AIM OF THE TASK: When a record contains an image, skip the image and retype the rest of that record exactly.

(Records from a data source)
+ + + + + + +
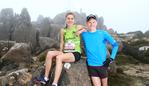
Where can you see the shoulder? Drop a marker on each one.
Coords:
(79, 26)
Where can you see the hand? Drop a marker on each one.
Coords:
(79, 31)
(107, 62)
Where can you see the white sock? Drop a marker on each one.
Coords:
(54, 84)
(45, 78)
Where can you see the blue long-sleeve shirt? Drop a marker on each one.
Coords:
(95, 46)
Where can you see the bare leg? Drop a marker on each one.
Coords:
(67, 57)
(96, 81)
(104, 81)
(48, 61)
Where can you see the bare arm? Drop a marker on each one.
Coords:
(80, 29)
(61, 40)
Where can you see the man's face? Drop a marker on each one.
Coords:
(91, 24)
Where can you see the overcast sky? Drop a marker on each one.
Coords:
(121, 15)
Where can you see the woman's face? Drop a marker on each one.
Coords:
(70, 20)
(91, 24)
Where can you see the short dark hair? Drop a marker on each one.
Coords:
(70, 13)
(91, 16)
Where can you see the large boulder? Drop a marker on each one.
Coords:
(46, 43)
(5, 46)
(19, 53)
(76, 75)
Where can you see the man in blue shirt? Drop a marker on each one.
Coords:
(96, 50)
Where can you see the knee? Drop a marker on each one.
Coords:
(59, 58)
(50, 55)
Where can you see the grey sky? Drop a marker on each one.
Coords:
(121, 15)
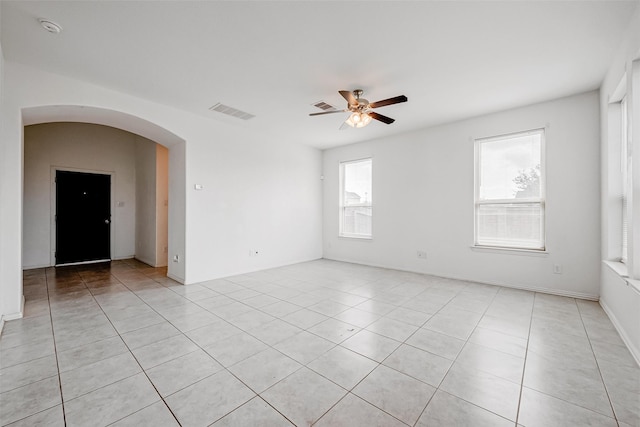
+ + + + + + +
TASK SOLUTION:
Where can you see the shoulder? Drop a marker on each one.
Coords:
(79, 26)
Where can you see the hand? Drop a marker on each one.
Coords:
(79, 31)
(107, 62)
Where can you see the white sock? Drop a marker on each one.
Coords:
(54, 84)
(45, 78)
Where can you see the blue long-sleeve shirt? Drop a marker on each one.
Coords:
(95, 46)
Where can you see the bare leg? Drop a marker on each one.
Coords:
(67, 57)
(96, 81)
(104, 81)
(48, 61)
Where can you see the bare arm? Drop a marker on each one.
Coords:
(80, 29)
(61, 40)
Where can you see the man's face? Drop a marker on each one.
Coords:
(91, 24)
Where can you see the overcast sky? Drop a marker on each one.
Coords:
(121, 15)
Where can you see the woman's face? Drop a marker on each one.
Coords:
(70, 20)
(91, 24)
Where can you see the short dark hair? Drop a marker on each one.
Coords:
(70, 13)
(91, 16)
Where can you see the large boulder? Drop a marker on each one.
Coords:
(46, 43)
(5, 46)
(19, 53)
(76, 75)
Where can you see the man in blue shirt? Drop a marker on each one.
Coords:
(96, 50)
Where can you see the knee? Drop a marker on each one.
Coords:
(59, 58)
(50, 55)
Where can you see the grey sky? Drop a marker on each one.
Coords:
(121, 15)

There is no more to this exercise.